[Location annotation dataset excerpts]

#####

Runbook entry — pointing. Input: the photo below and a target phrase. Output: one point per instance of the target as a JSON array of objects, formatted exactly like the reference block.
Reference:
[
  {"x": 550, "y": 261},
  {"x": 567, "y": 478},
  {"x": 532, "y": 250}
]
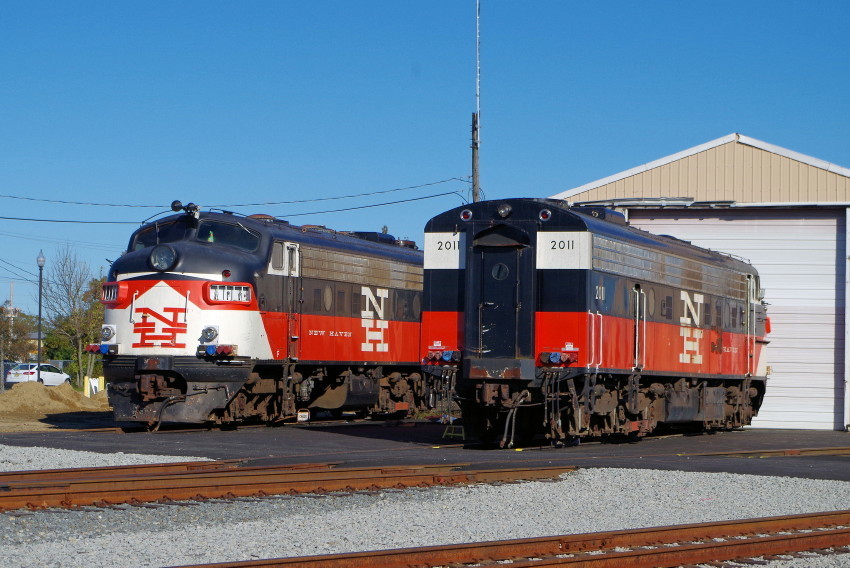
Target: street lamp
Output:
[{"x": 40, "y": 260}]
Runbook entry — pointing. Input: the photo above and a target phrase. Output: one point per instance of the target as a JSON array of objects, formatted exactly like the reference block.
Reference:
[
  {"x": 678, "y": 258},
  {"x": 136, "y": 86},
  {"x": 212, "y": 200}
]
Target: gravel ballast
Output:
[{"x": 588, "y": 500}]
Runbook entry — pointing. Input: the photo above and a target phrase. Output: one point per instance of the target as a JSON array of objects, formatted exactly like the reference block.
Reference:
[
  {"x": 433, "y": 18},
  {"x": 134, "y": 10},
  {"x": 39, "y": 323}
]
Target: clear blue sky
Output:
[{"x": 229, "y": 103}]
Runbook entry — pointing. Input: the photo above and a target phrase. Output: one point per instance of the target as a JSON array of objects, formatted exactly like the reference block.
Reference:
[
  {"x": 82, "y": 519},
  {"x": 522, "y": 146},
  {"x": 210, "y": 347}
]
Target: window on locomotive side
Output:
[{"x": 277, "y": 256}]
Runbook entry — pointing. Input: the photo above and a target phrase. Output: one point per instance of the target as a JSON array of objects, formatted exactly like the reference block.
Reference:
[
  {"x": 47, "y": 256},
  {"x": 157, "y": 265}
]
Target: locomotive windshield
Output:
[
  {"x": 227, "y": 234},
  {"x": 160, "y": 233}
]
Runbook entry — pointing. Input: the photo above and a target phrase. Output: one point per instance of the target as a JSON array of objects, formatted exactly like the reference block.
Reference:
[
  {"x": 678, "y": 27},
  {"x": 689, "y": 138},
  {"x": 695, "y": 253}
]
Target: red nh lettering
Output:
[{"x": 168, "y": 333}]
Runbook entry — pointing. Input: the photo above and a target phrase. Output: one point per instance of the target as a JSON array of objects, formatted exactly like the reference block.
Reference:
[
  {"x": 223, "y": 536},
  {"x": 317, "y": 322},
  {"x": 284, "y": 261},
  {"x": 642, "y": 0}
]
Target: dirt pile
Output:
[{"x": 36, "y": 400}]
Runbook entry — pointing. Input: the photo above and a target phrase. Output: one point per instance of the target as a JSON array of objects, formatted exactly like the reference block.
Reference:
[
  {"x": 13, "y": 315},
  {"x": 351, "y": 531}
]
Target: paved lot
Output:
[{"x": 408, "y": 443}]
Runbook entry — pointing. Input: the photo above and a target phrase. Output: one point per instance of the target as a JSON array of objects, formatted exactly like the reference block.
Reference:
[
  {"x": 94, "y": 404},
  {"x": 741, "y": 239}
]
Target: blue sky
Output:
[{"x": 231, "y": 103}]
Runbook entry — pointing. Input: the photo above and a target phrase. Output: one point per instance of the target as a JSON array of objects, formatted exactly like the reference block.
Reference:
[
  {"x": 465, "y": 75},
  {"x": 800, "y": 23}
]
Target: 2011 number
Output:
[{"x": 563, "y": 245}]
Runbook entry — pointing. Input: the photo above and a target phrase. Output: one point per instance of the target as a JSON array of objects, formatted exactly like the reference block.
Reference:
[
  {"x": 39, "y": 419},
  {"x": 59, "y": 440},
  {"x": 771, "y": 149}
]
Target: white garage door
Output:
[{"x": 800, "y": 255}]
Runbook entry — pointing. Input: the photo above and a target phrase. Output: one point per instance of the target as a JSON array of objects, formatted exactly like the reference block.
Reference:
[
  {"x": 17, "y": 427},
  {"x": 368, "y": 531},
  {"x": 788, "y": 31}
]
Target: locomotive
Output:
[
  {"x": 563, "y": 321},
  {"x": 211, "y": 317}
]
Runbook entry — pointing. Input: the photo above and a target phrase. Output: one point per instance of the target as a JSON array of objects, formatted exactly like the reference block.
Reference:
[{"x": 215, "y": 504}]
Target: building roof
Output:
[{"x": 732, "y": 168}]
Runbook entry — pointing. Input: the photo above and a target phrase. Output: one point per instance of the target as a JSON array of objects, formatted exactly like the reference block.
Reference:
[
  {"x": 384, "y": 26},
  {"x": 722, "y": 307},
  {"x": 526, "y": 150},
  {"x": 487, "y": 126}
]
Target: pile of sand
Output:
[{"x": 36, "y": 400}]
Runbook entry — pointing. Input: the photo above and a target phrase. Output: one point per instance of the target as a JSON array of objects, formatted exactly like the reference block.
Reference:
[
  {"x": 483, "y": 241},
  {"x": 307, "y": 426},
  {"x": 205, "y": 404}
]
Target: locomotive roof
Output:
[
  {"x": 370, "y": 243},
  {"x": 596, "y": 220}
]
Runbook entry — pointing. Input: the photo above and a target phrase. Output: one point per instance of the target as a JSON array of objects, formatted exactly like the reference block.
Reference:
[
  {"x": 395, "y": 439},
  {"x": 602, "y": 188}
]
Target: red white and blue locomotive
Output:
[
  {"x": 565, "y": 321},
  {"x": 214, "y": 317}
]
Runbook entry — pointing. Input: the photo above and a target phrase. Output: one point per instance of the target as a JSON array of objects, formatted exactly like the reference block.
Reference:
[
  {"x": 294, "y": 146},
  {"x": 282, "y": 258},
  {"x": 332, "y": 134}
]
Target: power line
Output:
[
  {"x": 364, "y": 194},
  {"x": 16, "y": 267},
  {"x": 78, "y": 221}
]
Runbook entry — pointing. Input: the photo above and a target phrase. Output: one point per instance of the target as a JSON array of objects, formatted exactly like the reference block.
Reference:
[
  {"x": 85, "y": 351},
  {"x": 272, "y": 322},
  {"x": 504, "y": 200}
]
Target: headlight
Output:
[
  {"x": 209, "y": 334},
  {"x": 163, "y": 257}
]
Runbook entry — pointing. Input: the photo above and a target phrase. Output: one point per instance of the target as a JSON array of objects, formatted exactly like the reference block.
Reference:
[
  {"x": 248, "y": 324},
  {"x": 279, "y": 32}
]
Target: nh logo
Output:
[
  {"x": 373, "y": 320},
  {"x": 691, "y": 316}
]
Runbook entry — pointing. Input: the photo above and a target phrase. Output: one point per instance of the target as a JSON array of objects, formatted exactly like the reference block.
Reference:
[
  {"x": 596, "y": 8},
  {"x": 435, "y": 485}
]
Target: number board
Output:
[
  {"x": 445, "y": 250},
  {"x": 563, "y": 249}
]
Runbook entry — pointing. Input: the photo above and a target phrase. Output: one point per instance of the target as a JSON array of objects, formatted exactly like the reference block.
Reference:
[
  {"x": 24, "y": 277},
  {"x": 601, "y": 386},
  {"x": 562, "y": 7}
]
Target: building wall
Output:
[
  {"x": 801, "y": 256},
  {"x": 730, "y": 172}
]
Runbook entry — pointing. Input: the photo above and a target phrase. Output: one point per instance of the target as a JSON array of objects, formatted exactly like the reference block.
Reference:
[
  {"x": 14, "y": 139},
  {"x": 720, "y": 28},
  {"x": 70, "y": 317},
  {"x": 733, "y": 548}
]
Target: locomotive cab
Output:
[
  {"x": 565, "y": 321},
  {"x": 213, "y": 317}
]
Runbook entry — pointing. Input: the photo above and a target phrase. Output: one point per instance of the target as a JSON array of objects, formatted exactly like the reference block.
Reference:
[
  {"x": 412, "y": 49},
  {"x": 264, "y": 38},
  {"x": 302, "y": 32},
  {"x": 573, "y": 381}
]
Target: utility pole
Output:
[
  {"x": 8, "y": 313},
  {"x": 476, "y": 188}
]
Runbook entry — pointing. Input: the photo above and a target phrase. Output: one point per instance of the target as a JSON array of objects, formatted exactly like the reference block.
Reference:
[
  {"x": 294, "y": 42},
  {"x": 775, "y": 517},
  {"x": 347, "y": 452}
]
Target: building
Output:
[{"x": 785, "y": 212}]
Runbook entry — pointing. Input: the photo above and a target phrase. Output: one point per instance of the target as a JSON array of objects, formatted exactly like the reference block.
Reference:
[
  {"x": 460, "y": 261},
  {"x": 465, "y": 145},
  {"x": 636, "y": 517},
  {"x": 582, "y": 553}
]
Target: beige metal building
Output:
[{"x": 788, "y": 214}]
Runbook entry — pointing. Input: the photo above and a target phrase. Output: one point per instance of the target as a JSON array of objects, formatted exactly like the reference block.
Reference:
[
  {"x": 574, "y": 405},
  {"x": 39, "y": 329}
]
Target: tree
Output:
[
  {"x": 72, "y": 303},
  {"x": 14, "y": 333}
]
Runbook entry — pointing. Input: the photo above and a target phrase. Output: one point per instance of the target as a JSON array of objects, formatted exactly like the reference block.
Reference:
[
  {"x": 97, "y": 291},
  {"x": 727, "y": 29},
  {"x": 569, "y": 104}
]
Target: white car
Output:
[{"x": 50, "y": 375}]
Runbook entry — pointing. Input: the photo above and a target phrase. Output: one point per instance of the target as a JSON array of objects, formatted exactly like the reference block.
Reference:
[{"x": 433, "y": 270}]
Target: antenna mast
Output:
[{"x": 476, "y": 116}]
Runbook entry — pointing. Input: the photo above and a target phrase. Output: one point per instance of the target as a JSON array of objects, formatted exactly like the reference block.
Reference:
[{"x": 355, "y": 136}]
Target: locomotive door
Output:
[
  {"x": 639, "y": 300},
  {"x": 502, "y": 275},
  {"x": 750, "y": 322},
  {"x": 292, "y": 301}
]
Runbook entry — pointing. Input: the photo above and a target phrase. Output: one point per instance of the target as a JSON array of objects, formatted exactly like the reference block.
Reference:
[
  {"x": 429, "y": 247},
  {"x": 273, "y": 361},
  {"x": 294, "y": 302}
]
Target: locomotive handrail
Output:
[
  {"x": 592, "y": 359},
  {"x": 636, "y": 293},
  {"x": 133, "y": 306},
  {"x": 643, "y": 344},
  {"x": 640, "y": 328},
  {"x": 599, "y": 364}
]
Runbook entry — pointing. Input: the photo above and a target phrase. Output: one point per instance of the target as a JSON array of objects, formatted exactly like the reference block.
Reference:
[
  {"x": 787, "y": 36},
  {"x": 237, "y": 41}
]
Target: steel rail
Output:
[
  {"x": 672, "y": 546},
  {"x": 245, "y": 482}
]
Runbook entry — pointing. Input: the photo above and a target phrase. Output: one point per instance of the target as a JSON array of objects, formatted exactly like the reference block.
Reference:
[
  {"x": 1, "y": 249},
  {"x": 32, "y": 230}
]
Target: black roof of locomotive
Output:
[
  {"x": 597, "y": 220},
  {"x": 209, "y": 258}
]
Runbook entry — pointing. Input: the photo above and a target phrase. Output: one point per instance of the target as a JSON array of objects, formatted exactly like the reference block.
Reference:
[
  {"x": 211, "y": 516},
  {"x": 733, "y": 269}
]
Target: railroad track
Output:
[
  {"x": 658, "y": 547},
  {"x": 226, "y": 480}
]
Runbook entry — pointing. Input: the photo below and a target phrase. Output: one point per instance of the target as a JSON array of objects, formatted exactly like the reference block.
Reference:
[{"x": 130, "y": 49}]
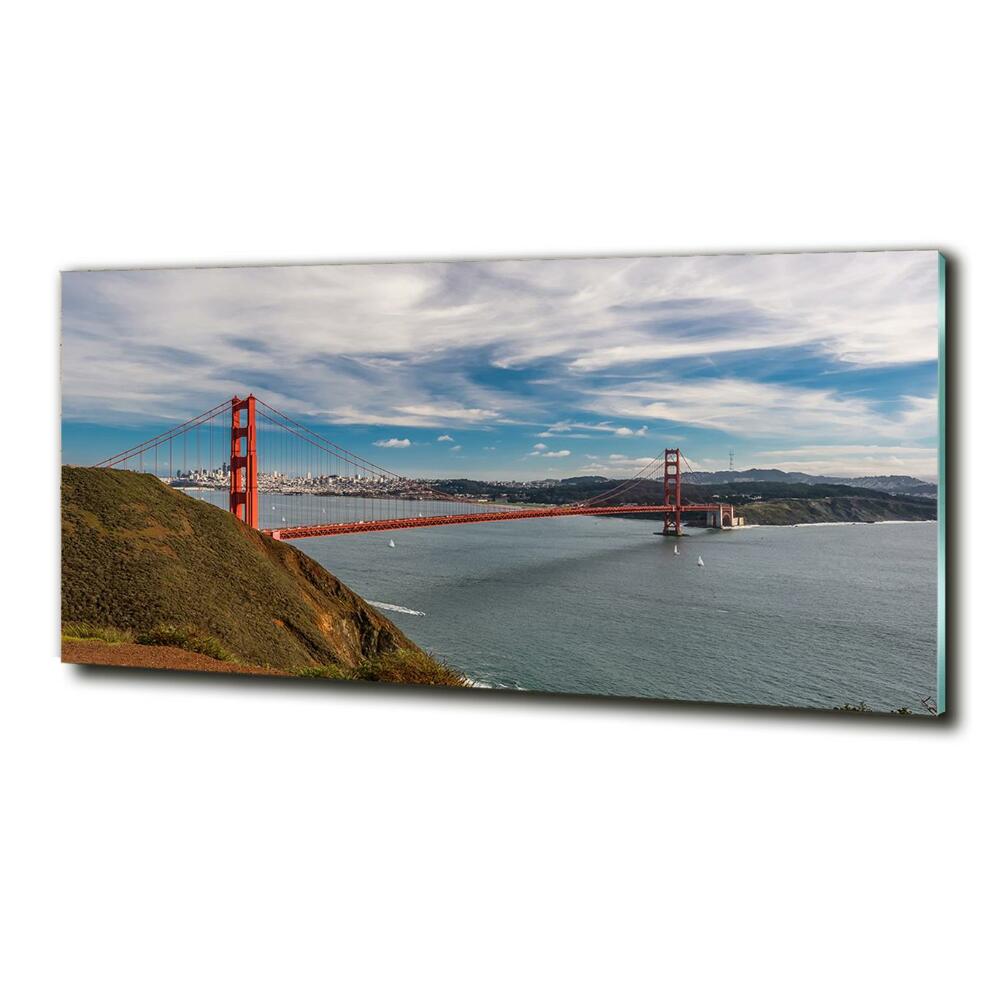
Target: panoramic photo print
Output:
[{"x": 700, "y": 478}]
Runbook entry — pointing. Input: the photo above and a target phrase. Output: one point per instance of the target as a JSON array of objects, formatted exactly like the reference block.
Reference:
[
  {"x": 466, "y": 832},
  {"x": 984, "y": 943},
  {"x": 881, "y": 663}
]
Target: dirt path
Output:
[{"x": 129, "y": 654}]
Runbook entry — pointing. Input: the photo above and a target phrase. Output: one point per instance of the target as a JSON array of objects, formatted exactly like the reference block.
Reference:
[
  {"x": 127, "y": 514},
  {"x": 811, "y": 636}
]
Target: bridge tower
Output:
[
  {"x": 243, "y": 461},
  {"x": 672, "y": 490}
]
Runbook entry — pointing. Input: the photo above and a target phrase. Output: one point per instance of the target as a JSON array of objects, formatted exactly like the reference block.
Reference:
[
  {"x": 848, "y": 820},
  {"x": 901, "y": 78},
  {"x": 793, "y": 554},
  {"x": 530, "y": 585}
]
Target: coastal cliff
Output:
[
  {"x": 151, "y": 577},
  {"x": 838, "y": 508}
]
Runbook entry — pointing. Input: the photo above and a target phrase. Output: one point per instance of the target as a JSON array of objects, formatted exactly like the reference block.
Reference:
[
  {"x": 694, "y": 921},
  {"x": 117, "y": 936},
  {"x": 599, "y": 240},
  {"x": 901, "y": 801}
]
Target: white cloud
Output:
[
  {"x": 754, "y": 409},
  {"x": 169, "y": 342}
]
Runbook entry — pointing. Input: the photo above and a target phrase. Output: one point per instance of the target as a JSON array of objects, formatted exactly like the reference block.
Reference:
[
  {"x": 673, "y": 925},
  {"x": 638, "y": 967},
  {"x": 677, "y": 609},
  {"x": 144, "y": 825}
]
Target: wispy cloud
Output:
[{"x": 624, "y": 349}]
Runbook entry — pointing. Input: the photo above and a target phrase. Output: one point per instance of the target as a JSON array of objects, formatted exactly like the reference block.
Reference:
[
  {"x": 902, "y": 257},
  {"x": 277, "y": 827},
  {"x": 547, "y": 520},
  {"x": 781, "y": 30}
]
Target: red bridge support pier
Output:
[
  {"x": 243, "y": 462},
  {"x": 672, "y": 490}
]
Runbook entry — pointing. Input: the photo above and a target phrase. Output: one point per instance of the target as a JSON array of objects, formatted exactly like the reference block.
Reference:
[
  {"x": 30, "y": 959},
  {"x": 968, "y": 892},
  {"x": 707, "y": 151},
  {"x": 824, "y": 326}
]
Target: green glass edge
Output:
[{"x": 942, "y": 489}]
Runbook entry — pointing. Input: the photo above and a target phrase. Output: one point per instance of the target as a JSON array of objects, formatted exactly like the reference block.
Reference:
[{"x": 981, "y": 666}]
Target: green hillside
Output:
[
  {"x": 163, "y": 568},
  {"x": 839, "y": 508}
]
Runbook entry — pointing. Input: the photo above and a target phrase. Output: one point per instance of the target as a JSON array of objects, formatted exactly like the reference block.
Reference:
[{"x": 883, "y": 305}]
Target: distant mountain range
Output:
[{"x": 905, "y": 485}]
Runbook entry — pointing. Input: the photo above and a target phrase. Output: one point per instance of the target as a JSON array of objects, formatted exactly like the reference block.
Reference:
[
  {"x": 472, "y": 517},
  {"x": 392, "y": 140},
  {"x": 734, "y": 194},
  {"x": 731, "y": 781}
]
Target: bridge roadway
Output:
[{"x": 520, "y": 513}]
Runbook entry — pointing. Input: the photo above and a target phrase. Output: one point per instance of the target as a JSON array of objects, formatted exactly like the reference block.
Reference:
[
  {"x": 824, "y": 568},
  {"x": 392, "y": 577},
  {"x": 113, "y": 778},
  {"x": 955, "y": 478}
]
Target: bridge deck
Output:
[{"x": 520, "y": 513}]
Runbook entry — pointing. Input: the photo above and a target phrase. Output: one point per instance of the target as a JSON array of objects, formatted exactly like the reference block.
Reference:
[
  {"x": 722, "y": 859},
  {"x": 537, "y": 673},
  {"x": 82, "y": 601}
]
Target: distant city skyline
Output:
[{"x": 527, "y": 370}]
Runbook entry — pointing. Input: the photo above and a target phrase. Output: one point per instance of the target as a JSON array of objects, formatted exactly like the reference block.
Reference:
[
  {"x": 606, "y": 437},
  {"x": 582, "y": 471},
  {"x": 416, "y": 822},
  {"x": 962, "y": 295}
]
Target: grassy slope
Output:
[
  {"x": 140, "y": 557},
  {"x": 838, "y": 509}
]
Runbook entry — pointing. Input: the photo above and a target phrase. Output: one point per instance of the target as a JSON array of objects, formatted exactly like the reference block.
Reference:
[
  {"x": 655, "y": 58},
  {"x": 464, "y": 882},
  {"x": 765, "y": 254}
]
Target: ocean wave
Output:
[{"x": 396, "y": 607}]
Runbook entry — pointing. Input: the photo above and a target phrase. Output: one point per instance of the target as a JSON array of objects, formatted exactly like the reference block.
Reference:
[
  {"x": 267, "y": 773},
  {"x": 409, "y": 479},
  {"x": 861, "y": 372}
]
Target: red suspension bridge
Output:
[{"x": 284, "y": 479}]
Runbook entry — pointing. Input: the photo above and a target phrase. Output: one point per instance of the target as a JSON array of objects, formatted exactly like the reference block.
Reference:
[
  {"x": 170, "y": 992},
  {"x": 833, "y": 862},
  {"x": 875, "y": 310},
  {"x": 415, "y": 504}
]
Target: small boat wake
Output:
[{"x": 396, "y": 607}]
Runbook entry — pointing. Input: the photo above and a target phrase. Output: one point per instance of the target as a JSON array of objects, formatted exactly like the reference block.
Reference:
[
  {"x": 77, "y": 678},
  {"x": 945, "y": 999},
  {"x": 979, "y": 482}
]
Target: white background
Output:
[{"x": 197, "y": 837}]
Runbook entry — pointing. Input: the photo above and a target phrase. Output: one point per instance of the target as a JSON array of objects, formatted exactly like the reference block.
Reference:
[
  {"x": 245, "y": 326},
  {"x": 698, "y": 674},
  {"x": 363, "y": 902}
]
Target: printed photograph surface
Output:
[{"x": 710, "y": 478}]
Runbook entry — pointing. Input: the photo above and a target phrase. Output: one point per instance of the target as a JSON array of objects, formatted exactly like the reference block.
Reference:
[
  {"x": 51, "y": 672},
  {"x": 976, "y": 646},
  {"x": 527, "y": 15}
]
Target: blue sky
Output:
[{"x": 527, "y": 369}]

#####

_Exercise instructions_. Extract every line of the rows above that contains the string "green", and treat case as significant.

_The answer_.
Target: green glass edge
Target: green hillside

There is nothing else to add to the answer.